• Given request
Write every line of the material out exactly as shown.

============================================================

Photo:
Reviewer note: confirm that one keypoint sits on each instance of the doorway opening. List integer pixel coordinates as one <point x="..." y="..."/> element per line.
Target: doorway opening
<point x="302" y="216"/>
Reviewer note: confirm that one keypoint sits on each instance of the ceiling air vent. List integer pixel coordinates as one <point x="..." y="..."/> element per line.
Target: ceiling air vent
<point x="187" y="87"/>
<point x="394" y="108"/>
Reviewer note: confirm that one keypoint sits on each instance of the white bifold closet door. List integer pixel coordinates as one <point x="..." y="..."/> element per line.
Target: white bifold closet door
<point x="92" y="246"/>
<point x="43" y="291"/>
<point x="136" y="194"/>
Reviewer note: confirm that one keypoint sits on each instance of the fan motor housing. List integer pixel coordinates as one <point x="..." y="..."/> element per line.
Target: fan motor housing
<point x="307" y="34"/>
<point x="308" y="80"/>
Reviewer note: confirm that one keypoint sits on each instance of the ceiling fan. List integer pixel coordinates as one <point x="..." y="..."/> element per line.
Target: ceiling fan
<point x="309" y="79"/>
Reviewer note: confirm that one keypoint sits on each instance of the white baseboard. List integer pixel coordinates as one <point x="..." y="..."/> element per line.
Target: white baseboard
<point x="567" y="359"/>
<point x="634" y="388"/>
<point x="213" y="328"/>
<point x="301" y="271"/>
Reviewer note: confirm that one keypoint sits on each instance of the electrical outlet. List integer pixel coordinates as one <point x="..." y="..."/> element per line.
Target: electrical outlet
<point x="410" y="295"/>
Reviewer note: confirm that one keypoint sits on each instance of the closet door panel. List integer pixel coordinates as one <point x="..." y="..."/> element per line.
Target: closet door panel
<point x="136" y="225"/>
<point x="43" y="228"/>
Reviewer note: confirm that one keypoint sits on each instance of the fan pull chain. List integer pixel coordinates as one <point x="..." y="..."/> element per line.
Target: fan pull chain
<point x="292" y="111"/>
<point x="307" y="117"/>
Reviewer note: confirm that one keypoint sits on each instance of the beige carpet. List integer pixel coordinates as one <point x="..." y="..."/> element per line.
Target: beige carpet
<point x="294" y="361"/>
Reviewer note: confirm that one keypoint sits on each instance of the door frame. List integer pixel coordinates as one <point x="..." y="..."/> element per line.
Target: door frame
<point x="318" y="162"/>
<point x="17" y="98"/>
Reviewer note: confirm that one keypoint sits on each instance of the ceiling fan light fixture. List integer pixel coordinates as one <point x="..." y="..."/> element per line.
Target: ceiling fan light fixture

============================================================

• Result for this exercise
Photo:
Reviewer note: confirm that one keypoint sits on each instance of the doorway opening. List integer pixel coordinates as one <point x="..." y="..."/> element per line.
Target: doorway opening
<point x="302" y="216"/>
Reviewer note: confirm that one keypoint sits on each instance of the ceiling air vent. List integer pixel coordinates as one <point x="..." y="..."/> element per line.
Target: ceiling air vent
<point x="187" y="87"/>
<point x="394" y="108"/>
Reviewer note: confirm that one keypoint sits on each instance of the white bifold closet door. List integer pixel coordinates as one <point x="..." y="..."/> element per line.
Target: white bifold closet door
<point x="92" y="246"/>
<point x="43" y="291"/>
<point x="136" y="194"/>
Reviewer note: confirm that one keypoint sits on each instance of the fan motor housing. List integer pixel coordinates as one <point x="..." y="..."/> element per line.
Target: fan motor housing
<point x="307" y="34"/>
<point x="308" y="80"/>
Reviewer note: confirm that one keypoint sits on each instance of the ceiling fan. List integer pixel coordinates as one <point x="..." y="..."/> element per line.
Target: ceiling fan
<point x="309" y="79"/>
Reviewer note: confirm that one keypoint sits on each instance of the white baseboard. List integer pixel coordinates as one <point x="..." y="..."/> element per line.
Target: white baseboard
<point x="567" y="359"/>
<point x="634" y="388"/>
<point x="213" y="328"/>
<point x="301" y="271"/>
Reviewer note: confirm that one keypoint sits on each instance of the electrical outlet. List integer pixel coordinates as one <point x="..." y="..."/> element per line.
Target: electrical outlet
<point x="410" y="295"/>
Reviewer note: confirm that one keypoint sits on each instance of the closet door panel. List integer pixel coordinates as one <point x="..." y="..."/> element per line.
Target: closet door panel
<point x="136" y="225"/>
<point x="43" y="228"/>
Reviewer note: confirm that one keypoint sits on each instance of the fan pull chain. List integer pixel coordinates as one <point x="..." y="..."/> element per line.
Target: fan pull chain
<point x="292" y="111"/>
<point x="307" y="117"/>
Reviewer note: confirm that one keypoint sits on each instance of the beige carpet. List integer pixel coordinates as one <point x="..." y="..."/> element per line.
Target: beige carpet
<point x="294" y="361"/>
Reviewer note: confirm that one keypoint sits on each instance of the door frame. List integer pixel coordinates as one <point x="..." y="..."/> element per line.
Target: door frame
<point x="318" y="162"/>
<point x="17" y="98"/>
Reviewer note: confirm that one keypoint sits on each instance of the ceiling fan light fixture. List integer pixel coordinates as one <point x="..." y="..."/> element per line.
Target: ceiling fan light fixture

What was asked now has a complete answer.